RECORD EXTRACTS: Begin

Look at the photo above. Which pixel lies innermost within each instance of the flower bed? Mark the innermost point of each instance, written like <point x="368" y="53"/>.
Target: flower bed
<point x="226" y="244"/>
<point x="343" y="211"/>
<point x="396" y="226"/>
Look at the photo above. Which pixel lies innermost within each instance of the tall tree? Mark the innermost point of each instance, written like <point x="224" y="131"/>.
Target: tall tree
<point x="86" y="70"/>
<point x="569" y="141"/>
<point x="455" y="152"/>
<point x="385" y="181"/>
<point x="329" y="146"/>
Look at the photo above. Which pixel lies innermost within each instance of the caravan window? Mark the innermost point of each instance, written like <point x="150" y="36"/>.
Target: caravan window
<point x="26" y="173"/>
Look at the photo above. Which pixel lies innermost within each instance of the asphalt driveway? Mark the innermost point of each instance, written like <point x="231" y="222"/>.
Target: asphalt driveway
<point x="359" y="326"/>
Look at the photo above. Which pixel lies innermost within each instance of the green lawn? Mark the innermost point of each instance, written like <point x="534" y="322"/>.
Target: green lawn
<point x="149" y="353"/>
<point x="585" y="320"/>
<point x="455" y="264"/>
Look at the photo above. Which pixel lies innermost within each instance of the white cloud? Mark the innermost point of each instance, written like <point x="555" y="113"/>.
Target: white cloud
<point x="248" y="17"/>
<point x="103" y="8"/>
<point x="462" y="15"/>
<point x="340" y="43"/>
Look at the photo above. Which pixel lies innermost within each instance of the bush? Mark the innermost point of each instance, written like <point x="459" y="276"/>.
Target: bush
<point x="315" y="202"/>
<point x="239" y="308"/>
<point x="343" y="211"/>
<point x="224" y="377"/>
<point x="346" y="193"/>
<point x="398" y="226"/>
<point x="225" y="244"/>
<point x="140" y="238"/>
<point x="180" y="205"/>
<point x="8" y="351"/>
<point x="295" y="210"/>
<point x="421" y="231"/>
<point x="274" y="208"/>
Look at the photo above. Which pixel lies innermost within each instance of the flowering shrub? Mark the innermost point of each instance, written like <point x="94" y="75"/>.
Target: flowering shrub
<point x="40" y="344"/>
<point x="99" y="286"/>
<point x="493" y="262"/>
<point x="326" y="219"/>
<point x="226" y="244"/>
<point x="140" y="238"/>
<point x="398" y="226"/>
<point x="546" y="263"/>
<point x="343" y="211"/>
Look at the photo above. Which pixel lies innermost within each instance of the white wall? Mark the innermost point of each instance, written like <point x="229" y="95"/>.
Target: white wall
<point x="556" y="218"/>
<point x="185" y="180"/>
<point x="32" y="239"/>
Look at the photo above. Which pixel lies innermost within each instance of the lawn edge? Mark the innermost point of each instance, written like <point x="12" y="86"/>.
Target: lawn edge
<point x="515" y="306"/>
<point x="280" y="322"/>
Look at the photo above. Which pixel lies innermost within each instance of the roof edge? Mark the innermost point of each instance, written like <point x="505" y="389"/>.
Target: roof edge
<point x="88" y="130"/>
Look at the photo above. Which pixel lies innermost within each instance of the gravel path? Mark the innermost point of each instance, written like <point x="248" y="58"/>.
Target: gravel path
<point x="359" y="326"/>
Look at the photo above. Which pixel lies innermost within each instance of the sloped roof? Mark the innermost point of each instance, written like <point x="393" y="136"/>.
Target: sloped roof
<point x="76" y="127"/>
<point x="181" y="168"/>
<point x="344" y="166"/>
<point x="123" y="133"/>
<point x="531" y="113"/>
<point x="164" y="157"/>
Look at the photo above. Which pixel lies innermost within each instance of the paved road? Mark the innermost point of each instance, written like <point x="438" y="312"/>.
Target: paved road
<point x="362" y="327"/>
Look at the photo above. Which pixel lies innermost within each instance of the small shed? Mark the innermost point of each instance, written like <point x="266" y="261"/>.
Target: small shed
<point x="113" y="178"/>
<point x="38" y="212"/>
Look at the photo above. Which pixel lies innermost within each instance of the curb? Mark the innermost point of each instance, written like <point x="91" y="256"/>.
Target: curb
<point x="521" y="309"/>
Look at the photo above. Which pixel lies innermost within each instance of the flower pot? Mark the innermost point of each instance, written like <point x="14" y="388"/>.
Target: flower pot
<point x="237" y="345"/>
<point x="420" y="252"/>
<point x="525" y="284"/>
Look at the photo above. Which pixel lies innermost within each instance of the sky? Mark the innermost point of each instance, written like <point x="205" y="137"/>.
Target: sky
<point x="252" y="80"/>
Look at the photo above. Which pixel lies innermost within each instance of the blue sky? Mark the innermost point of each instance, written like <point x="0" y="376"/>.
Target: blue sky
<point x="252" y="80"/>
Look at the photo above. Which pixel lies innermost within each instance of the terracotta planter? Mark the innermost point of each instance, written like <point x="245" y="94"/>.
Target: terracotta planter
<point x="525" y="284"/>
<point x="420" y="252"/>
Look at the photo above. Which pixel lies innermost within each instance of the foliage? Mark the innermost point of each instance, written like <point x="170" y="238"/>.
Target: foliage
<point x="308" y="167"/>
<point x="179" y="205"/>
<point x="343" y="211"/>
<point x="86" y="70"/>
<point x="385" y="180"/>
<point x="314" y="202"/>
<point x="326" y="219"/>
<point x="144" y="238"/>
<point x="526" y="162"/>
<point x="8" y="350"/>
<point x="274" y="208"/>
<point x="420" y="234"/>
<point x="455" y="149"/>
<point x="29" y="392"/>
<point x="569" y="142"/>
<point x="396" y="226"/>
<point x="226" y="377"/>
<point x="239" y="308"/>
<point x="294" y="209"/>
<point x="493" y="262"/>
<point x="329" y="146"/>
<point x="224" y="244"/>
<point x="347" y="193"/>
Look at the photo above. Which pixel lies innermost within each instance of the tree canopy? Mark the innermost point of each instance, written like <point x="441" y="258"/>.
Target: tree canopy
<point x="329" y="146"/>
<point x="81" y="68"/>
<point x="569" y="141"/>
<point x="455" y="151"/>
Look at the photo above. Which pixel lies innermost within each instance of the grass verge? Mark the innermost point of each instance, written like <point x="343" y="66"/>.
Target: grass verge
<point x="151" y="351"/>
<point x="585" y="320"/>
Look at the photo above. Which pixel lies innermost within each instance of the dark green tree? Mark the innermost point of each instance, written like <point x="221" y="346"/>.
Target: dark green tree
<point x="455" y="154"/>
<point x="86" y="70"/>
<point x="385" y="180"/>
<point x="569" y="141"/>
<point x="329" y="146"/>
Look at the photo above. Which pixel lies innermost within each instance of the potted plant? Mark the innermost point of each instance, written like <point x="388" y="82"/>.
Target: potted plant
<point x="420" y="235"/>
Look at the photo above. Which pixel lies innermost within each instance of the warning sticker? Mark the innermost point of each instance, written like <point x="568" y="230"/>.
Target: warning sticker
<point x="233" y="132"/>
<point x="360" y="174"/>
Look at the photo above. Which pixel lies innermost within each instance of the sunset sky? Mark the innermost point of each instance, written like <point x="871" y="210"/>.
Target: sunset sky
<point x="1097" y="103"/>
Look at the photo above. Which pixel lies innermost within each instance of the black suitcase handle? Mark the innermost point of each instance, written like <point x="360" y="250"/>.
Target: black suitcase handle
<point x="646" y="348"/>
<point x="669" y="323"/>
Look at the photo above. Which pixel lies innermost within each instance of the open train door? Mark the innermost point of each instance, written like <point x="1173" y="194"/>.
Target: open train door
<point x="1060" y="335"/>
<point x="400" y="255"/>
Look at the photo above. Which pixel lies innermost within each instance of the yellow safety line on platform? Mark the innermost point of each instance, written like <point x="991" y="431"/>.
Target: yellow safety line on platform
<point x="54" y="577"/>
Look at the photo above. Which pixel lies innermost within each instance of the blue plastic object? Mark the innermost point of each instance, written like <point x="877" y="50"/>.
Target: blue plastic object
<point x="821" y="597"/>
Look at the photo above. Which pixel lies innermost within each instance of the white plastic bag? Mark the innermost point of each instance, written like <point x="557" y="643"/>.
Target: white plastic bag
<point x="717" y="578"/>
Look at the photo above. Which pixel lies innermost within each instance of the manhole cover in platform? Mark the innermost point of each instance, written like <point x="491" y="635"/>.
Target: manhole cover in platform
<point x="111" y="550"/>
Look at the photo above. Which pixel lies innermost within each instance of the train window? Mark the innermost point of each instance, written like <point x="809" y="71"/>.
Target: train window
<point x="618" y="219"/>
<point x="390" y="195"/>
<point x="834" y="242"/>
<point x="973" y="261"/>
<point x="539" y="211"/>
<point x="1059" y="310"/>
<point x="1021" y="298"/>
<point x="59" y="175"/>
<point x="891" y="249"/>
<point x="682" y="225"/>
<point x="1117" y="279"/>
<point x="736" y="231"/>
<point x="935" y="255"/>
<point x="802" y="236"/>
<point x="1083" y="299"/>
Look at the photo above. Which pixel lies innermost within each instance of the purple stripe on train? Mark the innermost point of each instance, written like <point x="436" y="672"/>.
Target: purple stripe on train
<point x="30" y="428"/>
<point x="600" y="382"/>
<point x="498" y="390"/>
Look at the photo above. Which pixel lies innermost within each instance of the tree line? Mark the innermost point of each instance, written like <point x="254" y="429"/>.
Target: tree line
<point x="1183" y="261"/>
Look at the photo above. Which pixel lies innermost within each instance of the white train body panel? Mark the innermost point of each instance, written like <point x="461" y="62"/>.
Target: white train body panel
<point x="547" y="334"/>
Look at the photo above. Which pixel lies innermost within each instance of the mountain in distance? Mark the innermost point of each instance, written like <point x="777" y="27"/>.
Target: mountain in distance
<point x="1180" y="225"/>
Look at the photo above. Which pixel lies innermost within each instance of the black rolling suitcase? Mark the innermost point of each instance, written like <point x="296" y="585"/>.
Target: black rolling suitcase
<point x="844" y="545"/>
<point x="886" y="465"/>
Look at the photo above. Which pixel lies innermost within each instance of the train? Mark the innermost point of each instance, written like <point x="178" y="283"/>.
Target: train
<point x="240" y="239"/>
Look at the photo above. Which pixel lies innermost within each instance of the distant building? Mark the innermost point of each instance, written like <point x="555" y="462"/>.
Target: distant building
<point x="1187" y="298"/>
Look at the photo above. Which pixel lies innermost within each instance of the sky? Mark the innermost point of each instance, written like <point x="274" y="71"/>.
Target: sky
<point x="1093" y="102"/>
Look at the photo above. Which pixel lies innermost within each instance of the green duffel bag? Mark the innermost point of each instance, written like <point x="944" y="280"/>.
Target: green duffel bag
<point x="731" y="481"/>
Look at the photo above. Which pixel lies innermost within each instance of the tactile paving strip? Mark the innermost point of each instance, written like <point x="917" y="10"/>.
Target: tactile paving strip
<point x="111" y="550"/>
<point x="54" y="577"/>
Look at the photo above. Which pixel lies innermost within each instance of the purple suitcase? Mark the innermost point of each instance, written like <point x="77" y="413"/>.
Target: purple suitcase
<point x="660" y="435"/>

RECORD EXTRACTS: End

** PROBLEM TO WORK ON **
Please print exactly what appears from the first line of the data through the line with "of the tall", including both of those lines and nothing past them.

** ANSWER TO THIS PROBLEM **
Look at the photo above. Which pixel lies innermost within each instance of the flower bed? Mark the innermost point of each instance, written like <point x="368" y="53"/>.
Target: flower bed
<point x="226" y="244"/>
<point x="343" y="211"/>
<point x="396" y="226"/>
Look at the photo above. Which pixel lies innermost within each instance of the tall tree? Mark the innermost point of each instance, written like <point x="224" y="131"/>.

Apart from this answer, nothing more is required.